▶ _Provided text_:
Proposed Symposium Title: TOWARDS INTEGRATIVE TAXONOMY. THEORY AND PRACTICE
Abstract: The term ‘integrative taxonomy’ first appeared in scientific literature in the 1960s although the idea of using all available data to inform taxonomic decisions goes back much further. Since then, and especially in recent years, ‘integrative taxonomy’ has been used as an umbrella term to refer to various approaches to analyse different sources of data to make taxonomic decisions. The actual meaning and purpose of integrative taxonomy, however, has been rarely treated as a subject in its own right. This is especially pertinent at a time when many taxonomic studies continue to analyse different types of data (morphology, DNA sequences, ecology) independently with little integration.
This symposium will include both theoretical perspectives and empirical studies of integrative taxonomy in plants. Our aim is to explore the question, what is integrative taxonomy?
Speaker 1: Dr Tiina Sarkinen
Permanent Biodiversity Researcher, Royal Botanic Garden Edinburgh
EH5 3LR Edinburgh, United Kingdom.
"Integrative taxonomy in megadiverse tropical plant groups: the case of Solanum"
Speaker 2: Tom Wells
PhD Researcher, University of Oxford
OX1 3RB Oxford
"Heuristics, species, and the analysis of systematic data"

▶ _Data_:

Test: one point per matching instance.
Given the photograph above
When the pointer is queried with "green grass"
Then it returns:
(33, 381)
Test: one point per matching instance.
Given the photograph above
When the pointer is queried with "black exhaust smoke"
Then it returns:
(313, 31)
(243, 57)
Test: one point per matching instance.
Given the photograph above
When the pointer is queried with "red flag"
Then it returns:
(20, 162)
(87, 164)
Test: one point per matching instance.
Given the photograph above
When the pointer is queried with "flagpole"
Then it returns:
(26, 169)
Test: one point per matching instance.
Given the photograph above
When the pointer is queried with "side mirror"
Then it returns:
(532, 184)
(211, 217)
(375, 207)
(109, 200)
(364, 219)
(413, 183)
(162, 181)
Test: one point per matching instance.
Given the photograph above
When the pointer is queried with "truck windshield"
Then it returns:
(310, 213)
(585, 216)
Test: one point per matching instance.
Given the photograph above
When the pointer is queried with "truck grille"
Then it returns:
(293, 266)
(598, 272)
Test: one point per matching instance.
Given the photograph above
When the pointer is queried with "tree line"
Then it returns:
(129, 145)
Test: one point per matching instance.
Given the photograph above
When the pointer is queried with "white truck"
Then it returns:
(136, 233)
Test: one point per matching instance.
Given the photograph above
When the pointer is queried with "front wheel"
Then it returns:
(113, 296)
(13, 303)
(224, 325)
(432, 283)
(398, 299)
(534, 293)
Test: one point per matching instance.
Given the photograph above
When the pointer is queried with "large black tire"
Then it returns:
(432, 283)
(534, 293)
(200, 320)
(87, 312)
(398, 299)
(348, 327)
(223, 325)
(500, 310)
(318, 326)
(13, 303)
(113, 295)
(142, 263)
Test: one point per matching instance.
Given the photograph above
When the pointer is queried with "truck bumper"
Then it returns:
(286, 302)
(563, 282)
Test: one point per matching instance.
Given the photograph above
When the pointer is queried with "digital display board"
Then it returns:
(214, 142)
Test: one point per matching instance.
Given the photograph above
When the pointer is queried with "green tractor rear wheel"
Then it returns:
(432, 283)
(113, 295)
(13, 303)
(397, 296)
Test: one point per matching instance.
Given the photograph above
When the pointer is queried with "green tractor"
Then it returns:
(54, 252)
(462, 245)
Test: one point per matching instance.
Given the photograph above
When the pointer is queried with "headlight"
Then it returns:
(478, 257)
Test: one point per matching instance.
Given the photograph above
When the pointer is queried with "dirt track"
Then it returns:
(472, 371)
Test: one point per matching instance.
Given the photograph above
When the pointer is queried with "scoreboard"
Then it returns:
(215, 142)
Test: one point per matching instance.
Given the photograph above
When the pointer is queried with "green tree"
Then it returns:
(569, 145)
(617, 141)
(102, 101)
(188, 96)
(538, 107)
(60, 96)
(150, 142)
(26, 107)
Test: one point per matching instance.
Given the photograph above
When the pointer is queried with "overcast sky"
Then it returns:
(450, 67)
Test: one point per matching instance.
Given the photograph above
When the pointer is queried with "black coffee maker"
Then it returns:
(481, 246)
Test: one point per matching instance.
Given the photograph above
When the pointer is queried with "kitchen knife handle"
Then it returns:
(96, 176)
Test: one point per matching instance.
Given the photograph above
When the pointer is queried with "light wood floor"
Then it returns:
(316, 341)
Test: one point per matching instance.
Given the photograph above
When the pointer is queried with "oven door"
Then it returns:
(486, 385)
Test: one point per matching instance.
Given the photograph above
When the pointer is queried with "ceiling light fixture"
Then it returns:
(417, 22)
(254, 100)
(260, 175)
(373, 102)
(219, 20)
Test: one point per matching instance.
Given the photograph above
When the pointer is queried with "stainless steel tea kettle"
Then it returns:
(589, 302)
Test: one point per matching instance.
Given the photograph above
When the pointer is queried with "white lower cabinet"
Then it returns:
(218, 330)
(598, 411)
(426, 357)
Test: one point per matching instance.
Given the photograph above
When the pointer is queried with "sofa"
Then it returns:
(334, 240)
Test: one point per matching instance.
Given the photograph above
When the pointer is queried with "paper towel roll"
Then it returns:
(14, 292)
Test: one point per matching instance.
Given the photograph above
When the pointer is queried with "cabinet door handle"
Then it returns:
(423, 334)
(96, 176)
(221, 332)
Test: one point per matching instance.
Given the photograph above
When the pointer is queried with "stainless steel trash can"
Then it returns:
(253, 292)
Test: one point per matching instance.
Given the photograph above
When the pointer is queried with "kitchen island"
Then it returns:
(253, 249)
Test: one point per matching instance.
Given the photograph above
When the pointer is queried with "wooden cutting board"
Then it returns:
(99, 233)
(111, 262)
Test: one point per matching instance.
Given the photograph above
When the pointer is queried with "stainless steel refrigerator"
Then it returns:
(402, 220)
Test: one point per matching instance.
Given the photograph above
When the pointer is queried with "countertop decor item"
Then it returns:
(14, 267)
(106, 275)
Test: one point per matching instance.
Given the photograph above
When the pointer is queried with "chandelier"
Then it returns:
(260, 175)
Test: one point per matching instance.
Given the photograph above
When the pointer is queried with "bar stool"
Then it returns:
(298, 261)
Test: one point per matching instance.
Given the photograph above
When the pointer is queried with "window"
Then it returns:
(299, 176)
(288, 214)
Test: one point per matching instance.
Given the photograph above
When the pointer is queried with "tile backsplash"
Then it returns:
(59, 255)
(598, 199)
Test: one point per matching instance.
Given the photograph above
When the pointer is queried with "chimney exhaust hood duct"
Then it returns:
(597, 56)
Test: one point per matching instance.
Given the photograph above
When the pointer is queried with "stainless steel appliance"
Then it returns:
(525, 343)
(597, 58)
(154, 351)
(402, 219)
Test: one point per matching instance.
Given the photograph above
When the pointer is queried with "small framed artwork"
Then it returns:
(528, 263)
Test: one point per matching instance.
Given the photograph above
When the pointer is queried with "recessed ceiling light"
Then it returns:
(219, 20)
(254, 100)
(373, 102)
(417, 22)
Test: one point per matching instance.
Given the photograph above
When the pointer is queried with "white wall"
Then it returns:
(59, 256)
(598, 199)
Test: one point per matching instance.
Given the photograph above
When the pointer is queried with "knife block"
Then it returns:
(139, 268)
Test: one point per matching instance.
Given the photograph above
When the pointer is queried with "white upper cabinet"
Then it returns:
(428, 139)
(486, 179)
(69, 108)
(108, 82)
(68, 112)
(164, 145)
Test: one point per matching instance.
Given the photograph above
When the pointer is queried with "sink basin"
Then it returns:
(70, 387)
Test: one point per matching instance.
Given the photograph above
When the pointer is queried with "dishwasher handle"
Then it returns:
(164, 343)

▶ _Work item 1_:
Using the symposium proposal, answer each question.
(a) In what decade did the term "integrative taxonomy" first appear in scientific literature?
(b) At which institution is Tom Wells a PhD researcher?
(c) Which plant group is named as the case in the first speaker's talk title?
▶ _Work item 2_:
Decide whether each statement agrees with the symposium proposal. Answer yes or no, and quote the words of the proposal that settle it.
(a) The symposium will consider only empirical studies.
(b) Tiina Sarkinen works at the Royal Botanic Garden Edinburgh.
(c) Many taxonomic studies still treat different kinds of data separately.
▶ _Work item 3_:
Continue the symposium proposal from its last line.
The entries play no part in this work.

▶ _Your response 1_:
(a) The 1960s
(b) The University of Oxford
(c) Solanum

▶ _Your response 2_:
(a) No: "This symposium will include both theoretical perspectives and empirical studies of integrative taxonomy in plants."
(b) Yes: "Permanent Biodiversity Researcher, Royal Botanic Garden Edinburgh"
(c) Yes: "many taxonomic studies continue to analyse different types of data (morphology, DNA sequences, ecology) independently with little integration"

▶ _Your response 3_:
Speaker 3: TBC
Topics (Up to three): Systematics and taxonomy
Topic 2: Phylogenetics and phylogenomics
Topic 3: Floristics
Justification: This symposium presents a multidisciplinary approach and bridges several disciplines, including but not only Systematics and taxonomy, Phylogenetics, Ecology, Floristics, and Conservation biology. We believe it will be of interest to many IBC attendees.
We aim to organise a symposium that includes a diversity of speakers, both in terms of career stage, gender diversity, and geography. The three potential speakers suggested represent different career stages and will be complemented with three speakers selected from registered participants. We aim for a final panel including diverse career stages and gender balance and, if possible, researchers from different institutions in different countries.